# EXERCISE DATA start

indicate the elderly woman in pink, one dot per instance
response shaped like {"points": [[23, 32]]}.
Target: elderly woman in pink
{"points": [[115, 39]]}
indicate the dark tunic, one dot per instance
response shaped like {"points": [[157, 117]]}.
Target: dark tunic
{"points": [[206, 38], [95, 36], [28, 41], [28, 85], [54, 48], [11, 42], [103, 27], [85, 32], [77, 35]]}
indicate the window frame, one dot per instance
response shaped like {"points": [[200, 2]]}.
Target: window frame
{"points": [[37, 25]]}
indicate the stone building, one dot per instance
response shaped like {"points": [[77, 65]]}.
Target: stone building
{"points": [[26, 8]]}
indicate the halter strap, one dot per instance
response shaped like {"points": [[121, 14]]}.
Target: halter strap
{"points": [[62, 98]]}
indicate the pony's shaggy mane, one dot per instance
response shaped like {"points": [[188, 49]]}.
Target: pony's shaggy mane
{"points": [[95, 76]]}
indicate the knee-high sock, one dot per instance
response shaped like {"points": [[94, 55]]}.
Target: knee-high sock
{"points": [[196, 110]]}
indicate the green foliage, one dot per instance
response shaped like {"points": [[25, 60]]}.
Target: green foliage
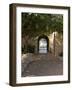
{"points": [[35, 24]]}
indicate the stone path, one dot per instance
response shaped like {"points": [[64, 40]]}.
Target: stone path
{"points": [[42, 65]]}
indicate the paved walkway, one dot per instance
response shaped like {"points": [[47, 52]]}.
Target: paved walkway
{"points": [[43, 65]]}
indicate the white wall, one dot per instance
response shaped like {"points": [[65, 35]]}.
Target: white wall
{"points": [[4, 45]]}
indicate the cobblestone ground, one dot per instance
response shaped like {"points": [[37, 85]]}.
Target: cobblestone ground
{"points": [[43, 65]]}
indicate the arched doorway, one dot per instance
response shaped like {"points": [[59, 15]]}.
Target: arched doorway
{"points": [[43, 44]]}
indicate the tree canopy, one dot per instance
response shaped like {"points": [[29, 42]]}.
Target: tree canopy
{"points": [[34, 24]]}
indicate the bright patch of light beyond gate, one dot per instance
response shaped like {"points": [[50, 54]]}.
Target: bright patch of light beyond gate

# EXERCISE DATA end

**OBJECTIVE:** Send back the data above word for word, with the pictures left out.

**ANSWER:**
indicate the elderly woman in pink, one dot per instance
response shaped like {"points": [[23, 32]]}.
Target: elderly woman in pink
{"points": [[115, 39]]}
indicate the dark tunic, one dot per instance
response shaped like {"points": [[157, 117]]}.
Target: dark tunic
{"points": [[206, 38], [95, 36], [28, 41], [28, 85], [54, 48], [11, 42], [103, 27], [85, 32], [77, 35]]}
indicate the window frame, one dot per instance
response shaped like {"points": [[200, 2]]}.
Target: window frame
{"points": [[37, 25]]}
indicate the stone building, one dot per instance
response shaped like {"points": [[77, 65]]}.
Target: stone building
{"points": [[26, 8]]}
indicate the halter strap, one dot per instance
response shaped like {"points": [[121, 14]]}.
Target: halter strap
{"points": [[62, 98]]}
indicate the pony's shaggy mane, one dot per instance
response shaped like {"points": [[188, 49]]}.
Target: pony's shaggy mane
{"points": [[95, 76]]}
indicate the knee-high sock, one dot per instance
response shaped like {"points": [[94, 55]]}.
Target: knee-high sock
{"points": [[196, 110]]}
indicate the green foliage, one dot per instance
response shaped like {"points": [[25, 60]]}.
Target: green foliage
{"points": [[35, 24]]}
indicate the stone path, one dot per instance
response shaped like {"points": [[64, 40]]}.
Target: stone path
{"points": [[42, 65]]}
indicate the paved walkway, one dot per instance
response shaped like {"points": [[47, 52]]}.
Target: paved walkway
{"points": [[43, 65]]}
indicate the white wall, one dot per instance
response shaped like {"points": [[65, 35]]}.
Target: white wall
{"points": [[4, 45]]}
indicate the cobblestone ground, one dot per instance
response shaped like {"points": [[37, 85]]}.
Target: cobblestone ground
{"points": [[43, 65]]}
indicate the arched doorway, one dot per instance
response shaped like {"points": [[59, 15]]}.
Target: arched doorway
{"points": [[43, 44]]}
indicate the tree canopy, one dot per instance
response shaped like {"points": [[29, 42]]}.
Target: tree canopy
{"points": [[34, 24]]}
indicate the bright patch of light beyond gate, one dot per instance
response shaped like {"points": [[50, 54]]}.
Target: bright patch of light beyond gate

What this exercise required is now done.